Mais voilà, quand les vents financiers ont tourné en 2024, Clariane a dû faire des choix. Et comme souvent dans ces situations, ce sont les projets innovants mais marginaux qui trinquent en premier.
En juin 2024, le groupe a fini par céder Casa Barbara avec l'ensemble de ses résidences services pour se recentrer sur son cœur de métier : les EHPAD et le médico-social.
C'est tout le paradoxe de l'open innovation : les grands groupes ont les moyens d'innover, mais quand vient l'heure des arbitrages financiers, ils se replient sur ce qu'ils connaissent le mieux.
La clé du succès : l'alignement des ADN
La leçon est claire : pour réussir, l'open innovation doit aller au-delà des simples synergies opérationnelles. La maison mère doit non seulement comprendre, mais aussi avoir vraiment envie d'intégrer les nouvelles structures à son ADN.
Elle ne peut pas se contenter d'acheter une innovation sur étagère et de l'exposer en vitrine.
Il faut une véritable volonté d'hybridation, une capacité à laisser l'innovation respirer tout en l'intégrant progressivement à son écosystème.

** Données **
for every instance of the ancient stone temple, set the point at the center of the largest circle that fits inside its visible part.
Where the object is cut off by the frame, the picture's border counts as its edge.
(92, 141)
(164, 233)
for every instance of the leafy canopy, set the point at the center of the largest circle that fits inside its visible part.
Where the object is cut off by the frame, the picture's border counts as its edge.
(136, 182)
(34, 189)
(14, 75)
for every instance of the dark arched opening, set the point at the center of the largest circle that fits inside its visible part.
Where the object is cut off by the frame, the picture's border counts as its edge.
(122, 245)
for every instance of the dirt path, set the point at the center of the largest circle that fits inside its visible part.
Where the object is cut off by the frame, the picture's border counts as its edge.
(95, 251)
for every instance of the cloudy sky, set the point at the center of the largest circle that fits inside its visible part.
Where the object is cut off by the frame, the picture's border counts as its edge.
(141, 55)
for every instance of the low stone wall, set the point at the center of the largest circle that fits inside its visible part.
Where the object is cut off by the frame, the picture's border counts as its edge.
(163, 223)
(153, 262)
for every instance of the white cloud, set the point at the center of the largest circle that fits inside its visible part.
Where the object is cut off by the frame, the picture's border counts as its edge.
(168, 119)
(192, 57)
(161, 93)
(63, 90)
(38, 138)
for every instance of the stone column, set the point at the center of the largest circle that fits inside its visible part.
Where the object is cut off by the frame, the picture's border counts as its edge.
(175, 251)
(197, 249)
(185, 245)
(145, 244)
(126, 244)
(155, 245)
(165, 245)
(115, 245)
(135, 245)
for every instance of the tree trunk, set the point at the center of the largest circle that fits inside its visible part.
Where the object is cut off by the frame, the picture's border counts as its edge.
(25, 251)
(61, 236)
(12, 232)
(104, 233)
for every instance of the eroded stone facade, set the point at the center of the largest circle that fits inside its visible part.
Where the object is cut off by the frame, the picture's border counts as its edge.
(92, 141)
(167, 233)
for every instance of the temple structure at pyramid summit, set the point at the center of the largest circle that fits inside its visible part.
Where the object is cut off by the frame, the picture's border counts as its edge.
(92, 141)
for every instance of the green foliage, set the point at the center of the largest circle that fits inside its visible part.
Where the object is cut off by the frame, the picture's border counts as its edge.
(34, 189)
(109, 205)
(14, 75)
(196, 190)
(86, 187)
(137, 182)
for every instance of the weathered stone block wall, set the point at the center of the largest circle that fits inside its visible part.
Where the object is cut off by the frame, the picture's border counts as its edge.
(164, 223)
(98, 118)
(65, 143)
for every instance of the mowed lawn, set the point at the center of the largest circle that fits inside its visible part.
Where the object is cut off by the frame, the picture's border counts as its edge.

** Consigne 1 **
Recopiez le passage du texte sur l'open innovation commençant par « Mais voilà, quand » et se poursuivant jusqu'à « et le médico-social. », en renommant « Casa Barbara » en « Villa Barbara ».
** Consigne 2 **
Indiquez si chacune des affirmations suivantes est conforme au texte sur l'open innovation, en répondant par oui ou par non et en citant les mots du texte qui le montrent. (a) Clariane a cédé Casa Barbara en juin 2024. (b) Les synergies opérationnelles suffisent à la réussite de l'open innovation. (c) La maison mère peut se contenter d'acheter une innovation sur étagère.

** Réponse 1 **
Mais voilà, quand les vents financiers ont tourné en 2024, Clariane a dû faire des choix. Et comme souvent dans ces situations, ce sont les projets innovants mais marginaux qui trinquent en premier.
En juin 2024, le groupe a fini par céder Villa Barbara avec l'ensemble de ses résidences services pour se recentrer sur son cœur de métier : les EHPAD et le médico-social.

** Réponse 2 **
(a) Oui : « En juin 2024, le groupe a fini par céder Casa Barbara ».
(b) Non : « l'open innovation doit aller au-delà des simples synergies opérationnelles ».
(c) Non : « Elle ne peut pas se contenter d'acheter une innovation sur étagère et de l'exposer en vitrine ».